— Start of TASK INPUT —
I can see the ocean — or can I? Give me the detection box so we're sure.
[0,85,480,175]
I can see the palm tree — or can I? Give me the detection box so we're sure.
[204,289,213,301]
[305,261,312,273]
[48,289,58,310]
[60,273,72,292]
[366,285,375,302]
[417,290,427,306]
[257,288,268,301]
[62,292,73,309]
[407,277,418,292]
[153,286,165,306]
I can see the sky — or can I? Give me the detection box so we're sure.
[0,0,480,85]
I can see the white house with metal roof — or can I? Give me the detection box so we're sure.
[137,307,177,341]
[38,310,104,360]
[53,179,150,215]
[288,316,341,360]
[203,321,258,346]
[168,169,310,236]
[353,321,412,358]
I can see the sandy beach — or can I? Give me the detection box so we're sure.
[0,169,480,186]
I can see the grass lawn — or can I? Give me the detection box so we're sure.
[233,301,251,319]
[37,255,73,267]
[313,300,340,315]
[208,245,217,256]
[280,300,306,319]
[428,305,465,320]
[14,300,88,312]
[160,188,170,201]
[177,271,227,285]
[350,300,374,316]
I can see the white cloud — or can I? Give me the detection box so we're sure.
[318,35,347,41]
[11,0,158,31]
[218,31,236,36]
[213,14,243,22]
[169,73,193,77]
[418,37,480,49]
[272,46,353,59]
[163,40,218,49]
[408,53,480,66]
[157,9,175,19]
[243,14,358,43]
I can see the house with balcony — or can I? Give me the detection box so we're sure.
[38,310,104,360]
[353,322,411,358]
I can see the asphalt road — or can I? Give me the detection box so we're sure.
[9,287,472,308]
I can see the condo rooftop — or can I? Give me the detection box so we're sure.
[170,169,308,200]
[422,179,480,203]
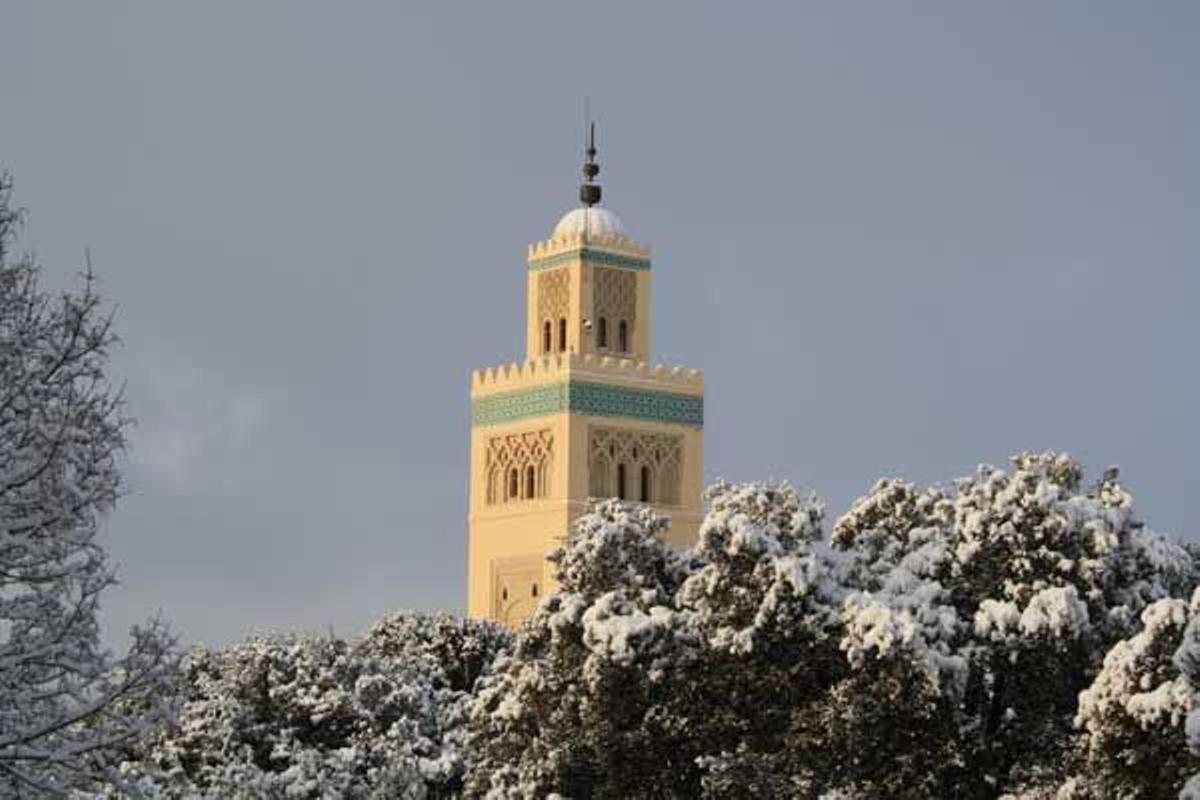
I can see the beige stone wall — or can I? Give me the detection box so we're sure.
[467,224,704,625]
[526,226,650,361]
— End of TASK INPUT —
— Start of TASK INPUT —
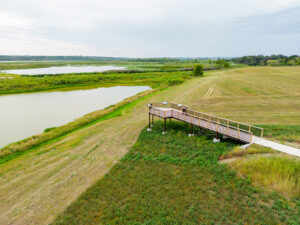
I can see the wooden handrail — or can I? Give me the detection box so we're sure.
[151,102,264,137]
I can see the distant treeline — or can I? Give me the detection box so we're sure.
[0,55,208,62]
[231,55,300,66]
— End of TASK INPUT —
__EXERCISE BRIEF__
Return, unchanged, the part of the records that opens with the line containing "I can see the beige" and closes with the line containing "[526,226,650,361]", both of those lines included.

__OUTPUT FOR THIS EXERCISE__
I can see the beige stone wall — or can I? Give me the detection box so we're sure.
[467,224,704,625]
[526,226,650,361]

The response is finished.